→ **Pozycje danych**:
———

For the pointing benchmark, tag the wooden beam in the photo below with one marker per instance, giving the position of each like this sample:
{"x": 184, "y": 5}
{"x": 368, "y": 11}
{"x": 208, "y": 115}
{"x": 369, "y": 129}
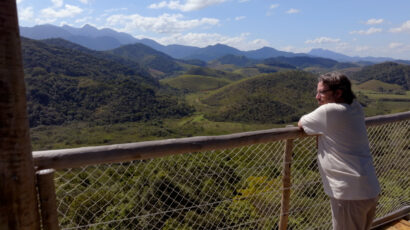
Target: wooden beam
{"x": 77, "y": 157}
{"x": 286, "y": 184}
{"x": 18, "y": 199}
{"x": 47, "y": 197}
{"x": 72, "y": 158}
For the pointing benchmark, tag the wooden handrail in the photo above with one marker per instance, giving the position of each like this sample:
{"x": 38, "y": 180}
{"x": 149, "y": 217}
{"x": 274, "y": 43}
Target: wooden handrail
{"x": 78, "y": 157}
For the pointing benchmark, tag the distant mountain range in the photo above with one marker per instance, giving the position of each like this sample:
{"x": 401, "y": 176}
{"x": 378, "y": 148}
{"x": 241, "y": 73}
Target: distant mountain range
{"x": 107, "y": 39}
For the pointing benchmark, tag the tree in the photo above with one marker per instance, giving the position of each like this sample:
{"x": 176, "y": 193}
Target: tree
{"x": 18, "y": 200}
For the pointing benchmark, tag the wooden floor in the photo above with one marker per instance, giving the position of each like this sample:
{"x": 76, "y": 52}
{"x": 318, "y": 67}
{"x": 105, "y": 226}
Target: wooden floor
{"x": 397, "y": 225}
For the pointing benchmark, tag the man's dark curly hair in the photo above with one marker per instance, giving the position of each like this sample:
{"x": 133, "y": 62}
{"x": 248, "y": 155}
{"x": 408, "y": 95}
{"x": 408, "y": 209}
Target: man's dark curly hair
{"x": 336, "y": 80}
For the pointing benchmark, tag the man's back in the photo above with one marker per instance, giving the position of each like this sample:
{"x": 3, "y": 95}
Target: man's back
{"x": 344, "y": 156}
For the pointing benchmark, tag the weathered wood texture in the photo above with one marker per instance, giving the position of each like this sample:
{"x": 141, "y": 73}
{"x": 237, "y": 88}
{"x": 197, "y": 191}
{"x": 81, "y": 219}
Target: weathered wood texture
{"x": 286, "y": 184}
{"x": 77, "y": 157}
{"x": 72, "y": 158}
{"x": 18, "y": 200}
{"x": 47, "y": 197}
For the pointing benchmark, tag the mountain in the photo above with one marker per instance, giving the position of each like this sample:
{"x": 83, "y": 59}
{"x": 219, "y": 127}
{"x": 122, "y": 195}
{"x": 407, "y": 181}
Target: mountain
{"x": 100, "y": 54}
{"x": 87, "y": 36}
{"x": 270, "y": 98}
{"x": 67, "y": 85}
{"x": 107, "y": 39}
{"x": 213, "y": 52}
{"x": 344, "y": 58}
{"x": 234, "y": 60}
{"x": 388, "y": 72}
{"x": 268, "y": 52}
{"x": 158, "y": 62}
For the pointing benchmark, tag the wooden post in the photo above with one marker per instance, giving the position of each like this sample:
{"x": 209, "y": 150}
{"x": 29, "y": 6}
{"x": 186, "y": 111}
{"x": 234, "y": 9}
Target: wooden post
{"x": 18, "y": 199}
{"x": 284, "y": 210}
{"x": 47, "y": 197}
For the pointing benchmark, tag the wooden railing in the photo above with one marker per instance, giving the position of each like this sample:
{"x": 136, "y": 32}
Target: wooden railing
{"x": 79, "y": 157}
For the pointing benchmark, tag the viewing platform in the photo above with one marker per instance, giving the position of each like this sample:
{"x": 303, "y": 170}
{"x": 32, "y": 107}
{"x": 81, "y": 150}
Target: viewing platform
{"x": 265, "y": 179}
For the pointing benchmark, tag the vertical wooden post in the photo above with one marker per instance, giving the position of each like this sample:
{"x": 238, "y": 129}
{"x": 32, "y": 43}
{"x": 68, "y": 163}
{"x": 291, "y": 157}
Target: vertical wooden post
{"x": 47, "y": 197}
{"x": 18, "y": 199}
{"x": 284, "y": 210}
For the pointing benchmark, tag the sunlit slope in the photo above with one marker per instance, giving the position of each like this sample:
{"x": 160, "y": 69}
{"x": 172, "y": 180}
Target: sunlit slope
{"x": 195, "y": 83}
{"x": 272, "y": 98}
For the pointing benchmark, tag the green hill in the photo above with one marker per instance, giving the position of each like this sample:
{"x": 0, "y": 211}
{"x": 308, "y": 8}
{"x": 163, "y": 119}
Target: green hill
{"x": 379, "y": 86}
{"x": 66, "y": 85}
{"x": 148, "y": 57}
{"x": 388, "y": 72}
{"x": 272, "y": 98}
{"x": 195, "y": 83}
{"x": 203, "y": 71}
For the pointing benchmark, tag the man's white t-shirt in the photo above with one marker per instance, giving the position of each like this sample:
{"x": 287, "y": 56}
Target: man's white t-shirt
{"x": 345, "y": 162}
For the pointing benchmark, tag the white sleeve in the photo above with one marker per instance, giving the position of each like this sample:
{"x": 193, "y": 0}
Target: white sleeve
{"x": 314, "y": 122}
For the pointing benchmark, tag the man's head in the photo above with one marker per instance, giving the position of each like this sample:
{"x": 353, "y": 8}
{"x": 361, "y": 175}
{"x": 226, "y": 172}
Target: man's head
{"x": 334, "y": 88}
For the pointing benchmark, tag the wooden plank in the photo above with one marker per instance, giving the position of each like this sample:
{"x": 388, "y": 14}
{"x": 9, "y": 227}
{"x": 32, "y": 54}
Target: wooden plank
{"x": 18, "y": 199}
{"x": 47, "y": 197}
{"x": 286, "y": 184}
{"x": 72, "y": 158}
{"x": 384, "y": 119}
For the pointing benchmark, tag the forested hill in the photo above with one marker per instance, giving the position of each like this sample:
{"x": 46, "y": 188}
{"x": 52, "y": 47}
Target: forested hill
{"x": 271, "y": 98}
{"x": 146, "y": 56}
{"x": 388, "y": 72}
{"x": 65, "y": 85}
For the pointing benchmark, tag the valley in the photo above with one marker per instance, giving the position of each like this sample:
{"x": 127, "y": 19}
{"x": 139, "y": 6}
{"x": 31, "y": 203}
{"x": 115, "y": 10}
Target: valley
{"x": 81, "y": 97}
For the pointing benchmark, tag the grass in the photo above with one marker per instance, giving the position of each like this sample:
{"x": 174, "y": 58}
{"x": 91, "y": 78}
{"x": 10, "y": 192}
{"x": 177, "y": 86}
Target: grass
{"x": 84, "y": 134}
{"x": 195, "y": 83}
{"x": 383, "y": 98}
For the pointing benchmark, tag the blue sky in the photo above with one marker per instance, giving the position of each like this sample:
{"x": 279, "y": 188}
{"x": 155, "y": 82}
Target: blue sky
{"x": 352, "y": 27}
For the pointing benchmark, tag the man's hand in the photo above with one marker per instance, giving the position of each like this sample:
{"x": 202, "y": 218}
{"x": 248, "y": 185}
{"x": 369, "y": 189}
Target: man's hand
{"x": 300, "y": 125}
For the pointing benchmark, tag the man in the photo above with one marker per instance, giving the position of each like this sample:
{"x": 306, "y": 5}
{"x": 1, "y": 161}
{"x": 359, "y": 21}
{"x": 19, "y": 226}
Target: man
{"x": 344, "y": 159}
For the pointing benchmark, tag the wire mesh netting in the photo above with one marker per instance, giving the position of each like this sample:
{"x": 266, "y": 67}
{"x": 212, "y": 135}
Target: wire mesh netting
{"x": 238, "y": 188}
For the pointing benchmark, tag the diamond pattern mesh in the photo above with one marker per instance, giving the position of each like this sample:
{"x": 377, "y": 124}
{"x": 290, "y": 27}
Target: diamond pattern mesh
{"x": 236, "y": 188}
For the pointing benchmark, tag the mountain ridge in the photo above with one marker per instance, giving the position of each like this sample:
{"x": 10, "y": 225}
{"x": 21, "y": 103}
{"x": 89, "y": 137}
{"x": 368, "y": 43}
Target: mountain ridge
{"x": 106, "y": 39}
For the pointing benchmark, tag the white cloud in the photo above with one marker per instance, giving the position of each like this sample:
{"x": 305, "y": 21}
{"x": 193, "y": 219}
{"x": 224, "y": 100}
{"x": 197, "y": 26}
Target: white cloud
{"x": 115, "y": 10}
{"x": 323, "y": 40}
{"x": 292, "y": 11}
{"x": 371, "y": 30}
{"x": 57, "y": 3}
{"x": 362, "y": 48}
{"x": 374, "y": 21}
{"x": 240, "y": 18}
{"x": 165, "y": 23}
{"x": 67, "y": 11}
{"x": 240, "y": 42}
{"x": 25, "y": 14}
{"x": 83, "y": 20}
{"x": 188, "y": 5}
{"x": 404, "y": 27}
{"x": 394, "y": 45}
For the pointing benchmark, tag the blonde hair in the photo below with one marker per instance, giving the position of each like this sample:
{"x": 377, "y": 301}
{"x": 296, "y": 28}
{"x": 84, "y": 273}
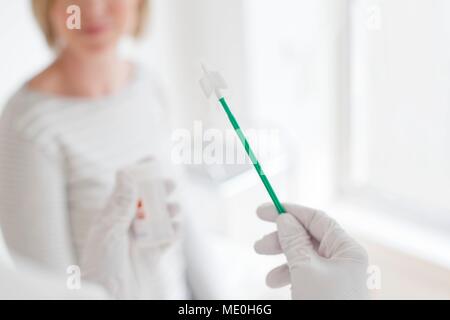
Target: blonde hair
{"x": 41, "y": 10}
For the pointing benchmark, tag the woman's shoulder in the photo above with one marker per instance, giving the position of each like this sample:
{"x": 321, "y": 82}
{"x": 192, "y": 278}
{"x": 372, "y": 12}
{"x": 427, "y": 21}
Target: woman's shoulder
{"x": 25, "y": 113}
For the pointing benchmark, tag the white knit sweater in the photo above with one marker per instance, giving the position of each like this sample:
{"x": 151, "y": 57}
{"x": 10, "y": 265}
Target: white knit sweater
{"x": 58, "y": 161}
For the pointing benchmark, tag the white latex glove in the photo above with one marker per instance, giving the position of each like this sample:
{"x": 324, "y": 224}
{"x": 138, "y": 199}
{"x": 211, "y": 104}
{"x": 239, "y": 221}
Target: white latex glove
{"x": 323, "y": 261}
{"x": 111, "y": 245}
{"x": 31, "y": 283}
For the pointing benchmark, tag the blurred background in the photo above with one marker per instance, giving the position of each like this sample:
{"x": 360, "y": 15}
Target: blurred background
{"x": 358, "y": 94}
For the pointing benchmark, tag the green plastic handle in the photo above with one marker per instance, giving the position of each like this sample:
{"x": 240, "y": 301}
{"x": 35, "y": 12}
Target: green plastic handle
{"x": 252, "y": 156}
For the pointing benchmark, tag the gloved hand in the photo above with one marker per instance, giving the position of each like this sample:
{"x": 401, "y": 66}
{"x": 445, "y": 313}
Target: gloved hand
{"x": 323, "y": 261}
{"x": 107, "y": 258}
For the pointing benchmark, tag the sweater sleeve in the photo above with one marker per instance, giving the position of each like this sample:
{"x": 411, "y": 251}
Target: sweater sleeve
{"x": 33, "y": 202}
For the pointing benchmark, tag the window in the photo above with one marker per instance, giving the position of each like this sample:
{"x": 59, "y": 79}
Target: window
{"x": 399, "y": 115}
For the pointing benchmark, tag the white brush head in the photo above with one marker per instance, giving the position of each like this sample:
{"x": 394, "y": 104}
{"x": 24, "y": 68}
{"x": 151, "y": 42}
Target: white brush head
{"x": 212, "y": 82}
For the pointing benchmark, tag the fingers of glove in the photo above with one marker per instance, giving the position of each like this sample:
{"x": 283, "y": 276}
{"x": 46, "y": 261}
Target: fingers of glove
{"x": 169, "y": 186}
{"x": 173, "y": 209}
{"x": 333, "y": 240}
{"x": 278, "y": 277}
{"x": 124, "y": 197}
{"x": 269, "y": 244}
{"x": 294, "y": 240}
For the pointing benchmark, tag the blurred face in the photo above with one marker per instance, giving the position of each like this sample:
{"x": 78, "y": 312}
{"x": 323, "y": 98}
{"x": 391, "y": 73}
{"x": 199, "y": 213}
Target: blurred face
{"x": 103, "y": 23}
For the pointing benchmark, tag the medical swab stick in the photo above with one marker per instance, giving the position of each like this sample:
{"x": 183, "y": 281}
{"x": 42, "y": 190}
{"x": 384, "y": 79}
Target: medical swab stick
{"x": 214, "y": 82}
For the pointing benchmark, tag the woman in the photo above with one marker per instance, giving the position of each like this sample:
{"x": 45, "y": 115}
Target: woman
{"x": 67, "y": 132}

———

→ **Zadanie do wykonania**: Przenieś tutaj jeszcze raz wiersze materiału, zaczynając od wiersza zawierającego „For the pointing benchmark, tag the medical” i kończąc na ostatnim wierszu materiału, razem z poleceniami. Do każdej współrzędnej w odpowiedziach dodaj -13, a współrzędne w poleceniach i w ich przykładach pozostaw bez zmian.

→ **Pełna odpowiedź**:
For the pointing benchmark, tag the medical swab stick in the photo above with one marker per instance, giving the position of each like this sample:
{"x": 183, "y": 281}
{"x": 42, "y": 190}
{"x": 384, "y": 79}
Target: medical swab stick
{"x": 201, "y": 69}
For the pointing benchmark, tag the woman in the photo above with one marker per instance, giving the position of each like this sample:
{"x": 45, "y": 115}
Target: woman
{"x": 54, "y": 119}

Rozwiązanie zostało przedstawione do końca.